(TASKS TO CARRY OUT)
1. Answer these questions using the article on networking transformation:
(a) About how many years ago did Kagan get his first mobile phone?
(b) In 2007, roughly how much was Nokia worth?
(c) About how many traffic cameras did Navitech have across Europe?
2. Print the passage from the article on networking transformation that opens with the words containing "Kagan said that" and closes with "around the traffic.", copying it word for word.

(EXTRACTED TEXT)
** BEGIN **

Think outside the computer
One CTO believes in making self-programming machines that have the capacity to learn from data.
Michael Kagan, Chief Technology Officer, Mellanox Technologies said “We are in the midst of a huge international networking transformation over the world, and we'll talk about this. It all starts with the move from the phone being static to being mobile. I got my first mobile about 30 years ago; maybe a little bit more than 30 years ago, and I thought it was great because I can talk to my colleagues in the United States on my way to work, which opened up new ways of operating and communicating.
“But I didn't realise those days that 30 years later, this machine will become something that you never leave home without it; it's actually what Steve Jobs told his engineers; I want you guys to design a machine that nobody would like to leave home without. Now we use the phone for news, emails, gaming, social media. Sometimes we use it as a phone and you can do it all even without leaving the toilet.
Kagan said that in 2007, Nokia was a very large company, about $150 billion worth. Nokia decided to get into the geo-navigation business and decided to build the navigation system that monitors traffic. To make it work, they needed traffic sensors, so they went to Navitech, which is a European company, they had about five million traffic cameras across Europe. So with traffic cameras you can know where the traffic is, when it builds up, and this way, by connecting this to your navigation software and navigation gadgets, you can actually navigate people around the traffic.

** END **

(Records from a point labeling set)
** BEGIN **

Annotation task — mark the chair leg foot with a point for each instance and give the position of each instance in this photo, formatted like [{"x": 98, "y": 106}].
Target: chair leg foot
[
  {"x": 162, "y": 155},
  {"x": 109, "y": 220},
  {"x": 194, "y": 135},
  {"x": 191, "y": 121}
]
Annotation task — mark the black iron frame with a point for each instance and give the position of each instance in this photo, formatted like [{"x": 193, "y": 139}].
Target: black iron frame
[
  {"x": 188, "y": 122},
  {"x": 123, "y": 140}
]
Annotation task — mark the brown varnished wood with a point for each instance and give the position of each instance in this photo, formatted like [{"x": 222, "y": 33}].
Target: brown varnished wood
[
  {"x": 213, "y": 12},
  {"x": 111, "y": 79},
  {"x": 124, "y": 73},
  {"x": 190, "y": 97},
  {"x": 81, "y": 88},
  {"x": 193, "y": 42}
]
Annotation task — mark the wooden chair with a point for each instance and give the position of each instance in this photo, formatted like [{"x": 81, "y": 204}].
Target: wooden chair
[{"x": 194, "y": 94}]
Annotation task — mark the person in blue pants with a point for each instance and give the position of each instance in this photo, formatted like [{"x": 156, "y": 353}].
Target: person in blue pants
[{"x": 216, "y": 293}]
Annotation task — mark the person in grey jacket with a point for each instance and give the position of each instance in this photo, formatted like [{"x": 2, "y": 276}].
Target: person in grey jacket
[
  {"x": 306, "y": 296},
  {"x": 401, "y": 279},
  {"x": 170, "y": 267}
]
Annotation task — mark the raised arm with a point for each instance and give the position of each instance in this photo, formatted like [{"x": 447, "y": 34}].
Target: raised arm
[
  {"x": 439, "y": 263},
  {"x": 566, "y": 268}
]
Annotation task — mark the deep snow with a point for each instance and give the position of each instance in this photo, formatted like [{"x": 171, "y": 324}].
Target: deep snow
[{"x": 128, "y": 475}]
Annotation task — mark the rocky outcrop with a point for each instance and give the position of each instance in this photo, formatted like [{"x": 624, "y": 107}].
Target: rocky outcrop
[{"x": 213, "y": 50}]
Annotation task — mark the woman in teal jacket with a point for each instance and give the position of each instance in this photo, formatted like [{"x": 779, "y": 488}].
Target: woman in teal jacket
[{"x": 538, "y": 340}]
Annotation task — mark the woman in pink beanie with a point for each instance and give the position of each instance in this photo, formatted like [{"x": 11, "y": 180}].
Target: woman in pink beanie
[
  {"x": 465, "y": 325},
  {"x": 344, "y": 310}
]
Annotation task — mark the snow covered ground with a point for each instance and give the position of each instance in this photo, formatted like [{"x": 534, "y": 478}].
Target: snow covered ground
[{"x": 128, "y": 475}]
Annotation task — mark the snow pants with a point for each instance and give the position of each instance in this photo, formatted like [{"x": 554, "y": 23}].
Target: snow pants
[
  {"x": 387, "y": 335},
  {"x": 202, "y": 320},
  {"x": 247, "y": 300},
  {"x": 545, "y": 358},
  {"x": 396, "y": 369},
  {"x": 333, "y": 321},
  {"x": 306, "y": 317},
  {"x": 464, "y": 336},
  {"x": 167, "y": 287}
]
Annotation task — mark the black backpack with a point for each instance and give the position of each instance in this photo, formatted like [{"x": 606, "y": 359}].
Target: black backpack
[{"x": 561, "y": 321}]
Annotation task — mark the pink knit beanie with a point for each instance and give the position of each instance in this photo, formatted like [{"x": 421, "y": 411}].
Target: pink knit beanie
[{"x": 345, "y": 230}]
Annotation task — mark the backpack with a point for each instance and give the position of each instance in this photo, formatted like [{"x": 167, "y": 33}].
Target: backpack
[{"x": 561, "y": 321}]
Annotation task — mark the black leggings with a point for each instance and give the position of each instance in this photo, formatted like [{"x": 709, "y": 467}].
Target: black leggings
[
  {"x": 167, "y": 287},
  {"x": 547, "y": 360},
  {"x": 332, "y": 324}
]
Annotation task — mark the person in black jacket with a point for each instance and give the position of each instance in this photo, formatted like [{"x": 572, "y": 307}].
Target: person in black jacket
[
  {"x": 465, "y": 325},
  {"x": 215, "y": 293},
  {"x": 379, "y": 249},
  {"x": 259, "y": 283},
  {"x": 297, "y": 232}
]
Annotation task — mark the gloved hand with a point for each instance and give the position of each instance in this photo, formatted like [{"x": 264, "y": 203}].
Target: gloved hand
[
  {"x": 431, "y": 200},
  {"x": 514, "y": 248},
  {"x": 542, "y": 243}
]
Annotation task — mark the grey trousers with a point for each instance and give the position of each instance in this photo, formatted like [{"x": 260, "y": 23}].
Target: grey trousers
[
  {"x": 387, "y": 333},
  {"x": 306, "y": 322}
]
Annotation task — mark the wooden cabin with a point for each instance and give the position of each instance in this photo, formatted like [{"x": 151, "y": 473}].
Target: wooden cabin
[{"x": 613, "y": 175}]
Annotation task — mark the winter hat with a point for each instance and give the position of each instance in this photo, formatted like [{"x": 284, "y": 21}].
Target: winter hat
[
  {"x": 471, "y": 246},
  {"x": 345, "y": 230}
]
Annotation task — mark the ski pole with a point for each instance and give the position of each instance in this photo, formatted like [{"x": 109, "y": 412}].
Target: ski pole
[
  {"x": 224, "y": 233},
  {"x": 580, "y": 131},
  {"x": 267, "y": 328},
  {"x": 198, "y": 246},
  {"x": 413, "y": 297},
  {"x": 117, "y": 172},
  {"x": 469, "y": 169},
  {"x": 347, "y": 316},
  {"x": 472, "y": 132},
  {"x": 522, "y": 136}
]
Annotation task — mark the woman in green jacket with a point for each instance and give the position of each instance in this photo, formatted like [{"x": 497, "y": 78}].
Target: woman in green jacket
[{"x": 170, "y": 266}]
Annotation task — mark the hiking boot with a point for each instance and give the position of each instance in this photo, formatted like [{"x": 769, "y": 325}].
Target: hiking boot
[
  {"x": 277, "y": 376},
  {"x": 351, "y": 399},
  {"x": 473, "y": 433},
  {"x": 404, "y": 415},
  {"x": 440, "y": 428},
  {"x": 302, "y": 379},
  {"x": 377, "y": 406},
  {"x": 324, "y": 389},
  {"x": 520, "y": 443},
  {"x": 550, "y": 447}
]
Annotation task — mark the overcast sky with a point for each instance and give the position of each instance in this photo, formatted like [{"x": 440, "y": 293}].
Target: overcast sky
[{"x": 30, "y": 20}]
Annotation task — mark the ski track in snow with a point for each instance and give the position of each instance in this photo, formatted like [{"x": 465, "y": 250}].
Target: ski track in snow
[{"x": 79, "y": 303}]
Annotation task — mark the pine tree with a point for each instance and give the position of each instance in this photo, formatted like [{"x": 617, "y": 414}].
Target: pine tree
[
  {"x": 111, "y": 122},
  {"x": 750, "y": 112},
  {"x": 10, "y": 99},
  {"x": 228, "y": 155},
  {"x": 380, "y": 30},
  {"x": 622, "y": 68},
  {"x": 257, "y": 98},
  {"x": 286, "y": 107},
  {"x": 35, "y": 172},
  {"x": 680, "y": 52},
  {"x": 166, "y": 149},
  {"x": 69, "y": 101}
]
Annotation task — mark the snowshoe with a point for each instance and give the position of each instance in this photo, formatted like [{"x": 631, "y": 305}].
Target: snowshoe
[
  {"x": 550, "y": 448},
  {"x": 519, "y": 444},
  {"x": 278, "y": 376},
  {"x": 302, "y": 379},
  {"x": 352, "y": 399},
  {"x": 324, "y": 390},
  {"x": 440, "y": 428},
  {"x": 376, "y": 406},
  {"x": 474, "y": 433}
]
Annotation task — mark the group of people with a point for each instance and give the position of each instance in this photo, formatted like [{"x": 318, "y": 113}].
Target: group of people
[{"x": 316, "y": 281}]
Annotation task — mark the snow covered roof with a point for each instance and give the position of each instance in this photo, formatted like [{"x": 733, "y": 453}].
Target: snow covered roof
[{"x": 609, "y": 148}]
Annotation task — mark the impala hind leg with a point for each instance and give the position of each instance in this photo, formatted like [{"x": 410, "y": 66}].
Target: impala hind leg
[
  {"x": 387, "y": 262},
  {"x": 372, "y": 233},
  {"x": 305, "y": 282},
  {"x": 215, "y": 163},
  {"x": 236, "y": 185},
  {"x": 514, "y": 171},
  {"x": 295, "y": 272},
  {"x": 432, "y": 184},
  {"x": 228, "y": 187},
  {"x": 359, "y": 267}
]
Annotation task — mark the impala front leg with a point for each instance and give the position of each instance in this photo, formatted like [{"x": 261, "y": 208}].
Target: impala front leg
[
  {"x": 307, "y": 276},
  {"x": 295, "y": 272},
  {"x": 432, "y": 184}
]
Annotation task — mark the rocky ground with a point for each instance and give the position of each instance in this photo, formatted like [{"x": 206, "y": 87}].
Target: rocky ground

** END **

(CORRECT ANSWERS)
1.
(a) About 30 years ago, maybe a little more.
(b) About $150 billion.
(c) About five million.

2.
Kagan said that in 2007, Nokia was a very large company, about $150 billion worth. Nokia decided to get into the geo-navigation business and decided to build the navigation system that monitors traffic. To make it work, they needed traffic sensors, so they went to Navitech, which is a European company, they had about five million traffic cameras across Europe. So with traffic cameras you can know where the traffic is, when it builds up, and this way, by connecting this to your navigation software and navigation gadgets, you can actually navigate people around the traffic.